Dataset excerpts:
* * * * * * *

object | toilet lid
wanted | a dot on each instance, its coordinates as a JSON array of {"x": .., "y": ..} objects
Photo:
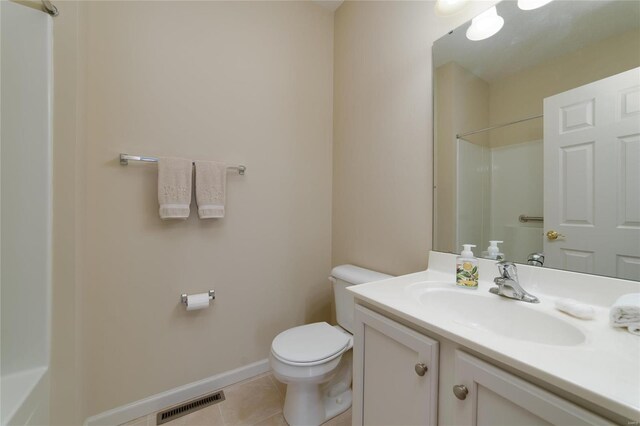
[{"x": 309, "y": 343}]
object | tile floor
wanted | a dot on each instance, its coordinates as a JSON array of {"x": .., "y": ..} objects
[{"x": 254, "y": 402}]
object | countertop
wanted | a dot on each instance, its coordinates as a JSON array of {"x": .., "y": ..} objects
[{"x": 604, "y": 369}]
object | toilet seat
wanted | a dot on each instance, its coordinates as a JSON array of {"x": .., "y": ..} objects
[{"x": 310, "y": 344}]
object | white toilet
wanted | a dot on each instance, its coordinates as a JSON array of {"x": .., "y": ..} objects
[{"x": 314, "y": 360}]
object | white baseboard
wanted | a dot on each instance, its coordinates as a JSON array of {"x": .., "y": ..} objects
[{"x": 160, "y": 401}]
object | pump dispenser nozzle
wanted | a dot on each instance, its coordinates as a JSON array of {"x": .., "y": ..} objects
[{"x": 467, "y": 252}]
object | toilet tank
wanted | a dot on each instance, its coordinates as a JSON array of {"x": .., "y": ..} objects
[{"x": 342, "y": 277}]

* * * * * * *

Problem
Could you retype exactly the lines above from the one containing "object | white toilet" through the last line of the records, both included, and nothing else?

Answer to this task
object | white toilet
wanted | a dot on each instance, its coordinates as a JSON array of {"x": .., "y": ..} objects
[{"x": 314, "y": 360}]
object | white baseboard
wanted | a dot on each instance, its coordinates as a JSON array of {"x": .., "y": ..} objects
[{"x": 160, "y": 401}]
object | pump dispenser nozzle
wanted | a dot on each instance, its coordinates as a JSON array of {"x": .., "y": ..} objects
[{"x": 467, "y": 252}]
object | toilet tank
wanted | a dot on each instance, its coordinates as a JSON array of {"x": .., "y": ..} objects
[{"x": 342, "y": 277}]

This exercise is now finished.